Text for analysis —
■ ■ ■
Thesis: The effects of a home-based exercise programme during treatment on physiological and psychosocial outcomes in patients with lymphoma.
This research aims to investigate the possible deleterious effects of high dose chemotherapy (HDC) and autologous stem cell transplants (ASCT), and assess the efficacy of a home-based exercise program implemented during treatment in patients with lymphoma treated with HDC and ASCT, compared to ‘usual care’, on the physiological and psychosocial outcomes that can possibly negatively impact the health status of patients. Outcome measures will include aerobic fitness, body composition, quality of life, blood markers, strength, physical activity levels, fatigue and symptom distress, which are currently not well understood in this population.
Why my research is important
The consequences of cancer treatment are severe and potentially long-lasting. Patients may suffer various physiological and psychosocial symptoms of distress during treatment and for a long period thereafter. Loss of physical function and fatigue may impose on the patient’s ability to return to work and perform usual activities of daily living. In addition to this, treatment of cancer has improved and more patients are surviving and living longer post-treatment. It is for these reasons that further research is required to develop optimal strategies to improve function and QoL in cancer patients. The effect of exercise as one of these strategies has been previously studied in patients with numerous types of cancer conditions, with positive results. However, literature regarding haematological malignancies treated with HDC and ASCT is limited.
■ ■ ■
Information shown —
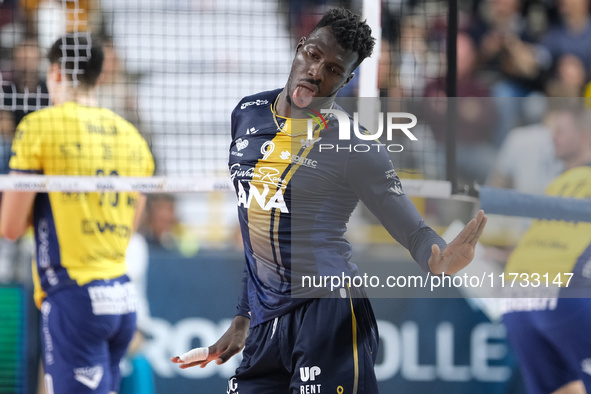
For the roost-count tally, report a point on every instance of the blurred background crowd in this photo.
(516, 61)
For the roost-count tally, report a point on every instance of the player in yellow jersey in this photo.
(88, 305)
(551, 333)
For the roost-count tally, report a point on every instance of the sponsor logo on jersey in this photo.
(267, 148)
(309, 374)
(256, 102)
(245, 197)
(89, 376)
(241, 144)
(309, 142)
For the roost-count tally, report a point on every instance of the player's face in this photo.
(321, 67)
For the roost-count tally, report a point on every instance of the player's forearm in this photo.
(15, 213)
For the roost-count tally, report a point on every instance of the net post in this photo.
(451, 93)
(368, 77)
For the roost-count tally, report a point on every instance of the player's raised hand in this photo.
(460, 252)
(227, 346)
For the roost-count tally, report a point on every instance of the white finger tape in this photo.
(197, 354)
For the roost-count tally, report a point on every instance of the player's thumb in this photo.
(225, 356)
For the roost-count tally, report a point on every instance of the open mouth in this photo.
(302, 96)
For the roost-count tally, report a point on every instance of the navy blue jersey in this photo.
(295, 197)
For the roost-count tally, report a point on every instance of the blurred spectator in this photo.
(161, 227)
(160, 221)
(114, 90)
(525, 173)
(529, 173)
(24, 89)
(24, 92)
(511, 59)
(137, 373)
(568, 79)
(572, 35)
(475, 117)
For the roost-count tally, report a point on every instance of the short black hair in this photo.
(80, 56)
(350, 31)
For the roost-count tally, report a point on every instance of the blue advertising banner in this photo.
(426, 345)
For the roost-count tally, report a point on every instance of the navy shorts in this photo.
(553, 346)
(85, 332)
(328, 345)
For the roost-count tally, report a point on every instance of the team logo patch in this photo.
■ ■ ■
Instructions —
1. According to the thesis text on lymphoma, what treatments do the patients in the study receive?
2. Duplicate the stretch of the thesis text on lymphoma from "This research aims" through "in this population.".

Solutions in order —
1. High dose chemotherapy (HDC) and autologous stem cell transplants (ASCT).

2.
This research aims to investigate the possible deleterious effects of high dose chemotherapy (HDC) and autologous stem cell transplants (ASCT), and assess the efficacy of a home-based exercise program implemented during treatment in patients with lymphoma treated with HDC and ASCT, compared to ‘usual care’, on the physiological and psychosocial outcomes that can possibly negatively impact the health status of patients. Outcome measures will include aerobic fitness, body composition, quality of life, blood markers, strength, physical activity levels, fatigue and symptom distress, which are currently not well understood in this population.